From the perspective of a user who just wants to install and use something, it doesn't matter why python is atrocious, it just is. Ideally, something like pipx would be far far better than it is, and bundled by default with the system python. Every venv should get added to a launcher that gives access to a shell, an IDE or any python program in the venv. In fact if the python venv module was just a teensy bit better it could (optionally, but by default) do this for you.

theanonymousone•9mo ago
Hopefully PEP-723 and uv will alleviate this.
tough•9mo ago
Docker took that job
lesser23•9mo ago
Having been around for a long time I liken it to PERL. Post-PERL it also looks a lot like Ruby. I remember everything being re-written in Ruby. Yet PERL still stands!

Anyway, Python is a nice language for small-ish (< 1000 lines or so) projects. It starts to get very unruly after that and without a type system of any kind your brain becomes the type system... and the compiler. MyPy tries it's best but it really isn't sufficient and requires developer buy-in...hard to get in a language so well designed for throw-away code.

Python 3's syntax is actually quite nice and you can write some very expressive code in it. My opinion, of course, but I also find it to be one of the "lowest common denominator" languages like Go. Python doesn't require much to get started and it's syntax and semantics are relatively easy for even a mediocre programmer to understand. Of course it has a terrible (mostly non-existent ABI) that relies on "consenting adults" as the contract and an awful package system. Yet another reason it's really only practical for (relatively) small projects.

Rarely is anything in Python about raw performance - imo. Of the things that are (NumPy, Pandas, various ML libraries) they call down to C handle most of it. For things that require true parallelism it's not uncommon to see `exec` calls to binaries. That being said in a lot of places (FastAPI based applications, etc) you can get quite a lot of perf out of Python before it becomes a problem.

However, what makes it super nice is how easy it is to hack something together in it. As it turns out most of ML is just hacking things together in a few files or a Jupyter notebook. What a perfect language for such purpose. This is not unlike PERL. I still remember all the random PERL scripts I hacked together for various tasks because it was so simple. It is no wonder it is as popular as it is.
================================
== ASSIGNED TASK ==
Carry on the comment thread about Python, picking up after its last comment.
================================
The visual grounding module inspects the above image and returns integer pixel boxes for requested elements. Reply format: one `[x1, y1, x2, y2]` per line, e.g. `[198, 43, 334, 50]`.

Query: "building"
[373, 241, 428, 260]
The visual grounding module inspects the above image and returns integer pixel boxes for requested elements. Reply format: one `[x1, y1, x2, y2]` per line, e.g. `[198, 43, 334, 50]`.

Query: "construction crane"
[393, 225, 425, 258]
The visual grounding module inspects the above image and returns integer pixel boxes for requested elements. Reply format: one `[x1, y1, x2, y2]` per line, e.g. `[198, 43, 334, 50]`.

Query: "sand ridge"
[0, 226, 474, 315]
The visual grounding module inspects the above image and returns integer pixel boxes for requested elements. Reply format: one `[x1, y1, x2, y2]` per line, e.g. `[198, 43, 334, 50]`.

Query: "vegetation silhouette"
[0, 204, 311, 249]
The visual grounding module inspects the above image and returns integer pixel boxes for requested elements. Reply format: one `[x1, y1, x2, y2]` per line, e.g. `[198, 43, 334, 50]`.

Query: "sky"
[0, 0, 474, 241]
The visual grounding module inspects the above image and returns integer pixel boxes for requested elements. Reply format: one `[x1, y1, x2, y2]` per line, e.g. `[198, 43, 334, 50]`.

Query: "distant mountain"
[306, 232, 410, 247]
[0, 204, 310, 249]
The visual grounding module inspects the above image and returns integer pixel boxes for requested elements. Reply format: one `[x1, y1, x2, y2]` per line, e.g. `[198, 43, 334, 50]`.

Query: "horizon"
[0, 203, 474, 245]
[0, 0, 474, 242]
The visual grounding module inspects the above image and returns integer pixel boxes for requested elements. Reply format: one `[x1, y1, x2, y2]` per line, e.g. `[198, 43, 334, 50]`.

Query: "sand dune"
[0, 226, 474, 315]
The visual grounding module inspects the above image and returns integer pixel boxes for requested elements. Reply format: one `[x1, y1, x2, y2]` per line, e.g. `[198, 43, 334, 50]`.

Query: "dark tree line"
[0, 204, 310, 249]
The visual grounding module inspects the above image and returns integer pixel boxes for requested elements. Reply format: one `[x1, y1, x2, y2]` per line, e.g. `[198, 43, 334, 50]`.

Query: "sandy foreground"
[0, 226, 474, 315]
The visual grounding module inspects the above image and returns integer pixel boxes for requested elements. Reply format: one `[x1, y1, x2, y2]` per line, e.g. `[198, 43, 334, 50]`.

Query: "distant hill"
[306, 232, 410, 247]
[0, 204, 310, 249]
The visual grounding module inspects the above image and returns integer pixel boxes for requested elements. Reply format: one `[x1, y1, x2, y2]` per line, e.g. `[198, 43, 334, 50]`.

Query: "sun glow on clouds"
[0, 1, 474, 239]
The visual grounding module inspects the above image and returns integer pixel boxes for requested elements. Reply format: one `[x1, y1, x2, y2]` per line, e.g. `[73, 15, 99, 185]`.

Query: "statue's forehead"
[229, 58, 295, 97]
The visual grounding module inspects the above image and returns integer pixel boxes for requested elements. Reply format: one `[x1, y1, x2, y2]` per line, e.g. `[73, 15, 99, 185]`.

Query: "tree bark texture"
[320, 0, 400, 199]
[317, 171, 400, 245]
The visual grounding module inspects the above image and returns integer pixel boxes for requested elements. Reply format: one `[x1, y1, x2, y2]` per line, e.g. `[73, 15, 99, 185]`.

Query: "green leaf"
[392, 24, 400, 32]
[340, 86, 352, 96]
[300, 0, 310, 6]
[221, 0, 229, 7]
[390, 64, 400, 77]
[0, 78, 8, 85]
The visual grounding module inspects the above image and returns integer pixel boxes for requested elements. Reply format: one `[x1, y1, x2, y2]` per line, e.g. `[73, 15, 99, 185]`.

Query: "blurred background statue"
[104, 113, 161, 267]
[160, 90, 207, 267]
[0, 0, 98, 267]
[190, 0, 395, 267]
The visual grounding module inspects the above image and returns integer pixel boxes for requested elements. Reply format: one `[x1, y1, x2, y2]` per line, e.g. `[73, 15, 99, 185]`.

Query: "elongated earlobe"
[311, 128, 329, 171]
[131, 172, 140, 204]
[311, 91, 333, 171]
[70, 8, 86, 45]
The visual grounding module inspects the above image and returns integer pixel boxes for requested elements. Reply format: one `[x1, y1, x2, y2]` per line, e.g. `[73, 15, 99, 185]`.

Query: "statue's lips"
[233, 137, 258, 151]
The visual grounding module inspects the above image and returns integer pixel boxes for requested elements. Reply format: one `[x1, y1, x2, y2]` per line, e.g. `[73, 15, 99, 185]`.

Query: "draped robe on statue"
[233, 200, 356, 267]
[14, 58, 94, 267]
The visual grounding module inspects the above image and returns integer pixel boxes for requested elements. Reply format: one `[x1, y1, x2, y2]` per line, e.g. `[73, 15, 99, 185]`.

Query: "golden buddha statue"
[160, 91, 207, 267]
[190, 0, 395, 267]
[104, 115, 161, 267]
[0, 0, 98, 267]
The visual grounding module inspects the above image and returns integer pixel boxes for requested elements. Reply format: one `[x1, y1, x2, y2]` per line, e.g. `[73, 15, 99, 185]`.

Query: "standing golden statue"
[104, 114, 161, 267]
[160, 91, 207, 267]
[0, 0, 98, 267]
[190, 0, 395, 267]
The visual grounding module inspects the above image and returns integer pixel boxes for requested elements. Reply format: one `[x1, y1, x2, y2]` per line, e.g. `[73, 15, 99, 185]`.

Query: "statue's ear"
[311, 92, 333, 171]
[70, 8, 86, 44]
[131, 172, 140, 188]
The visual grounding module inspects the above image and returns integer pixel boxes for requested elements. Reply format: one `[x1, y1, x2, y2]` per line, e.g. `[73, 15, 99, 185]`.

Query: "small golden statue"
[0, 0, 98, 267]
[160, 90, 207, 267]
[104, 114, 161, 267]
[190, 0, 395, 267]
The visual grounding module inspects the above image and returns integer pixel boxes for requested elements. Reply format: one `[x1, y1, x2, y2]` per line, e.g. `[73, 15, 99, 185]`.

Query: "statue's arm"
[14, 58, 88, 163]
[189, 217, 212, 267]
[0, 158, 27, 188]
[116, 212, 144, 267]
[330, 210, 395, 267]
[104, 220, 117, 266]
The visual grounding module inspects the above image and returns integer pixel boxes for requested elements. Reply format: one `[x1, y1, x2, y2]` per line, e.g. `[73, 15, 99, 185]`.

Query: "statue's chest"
================================
== TASK OUTPUT ==
nathan_compton•9mo ago
It may be the case that most software engineering is just hacking pieces of software together, but Python still does a pretty bad job of it. Python libraries tend to be weird/poorly designed and pretty hard to actually use. R is a much nicer/more expressive language for ML stuff. Again, the only real advantage python has here is that everyone else is using it.
lesser23•9mo ago
Maybe I’m just suffering from Stockholm syndrome but I haven’t really had trouble using most libraries in Python. I do agree however that Python makes it harder to write reusable code.

To quote Bjarne Stroustrup there are only two kinds of languages: the ones people complain about and the ones nobody uses :).

nathan_compton•9mo ago
I'm sure some Python libraries are good, but I use pandas all the time and I hate it all the time.
mdaniel•9mo ago
Adjacent: I don't like NumPy - https://news.ycombinator.com/item?id=43996431 - May, 2025 (210 comments)
sgammon•9mo ago
How does this compare to GraalPy? Why create something new when GraalPy can already build native programs?
actionfromafar•9mo ago
LPython seems more like Shedskin. (Shedskin compiles Python to C++.)

You could say that LPython and Shedskin are to Python what Crystal is to Ruby.

zem•9mo ago
imo that misrepresents crystal, which is not a compiler from ruby to c++/native but a separate language that takes a lot of inspiration from ruby and tries to maintain a similar syntax, but does not consider itself a ruby dialect or implementation.
actionfromafar•9mo ago
I think you are right, it wasn't a great comparison.
theanonymousone•9mo ago
I'm following them since their first mention in HN in 2023, particularly for Wasm support in compilation. Still not much output, unfortunately.
gsf_emergency•9mo ago
Might this be a subtler than one might think response to RPython?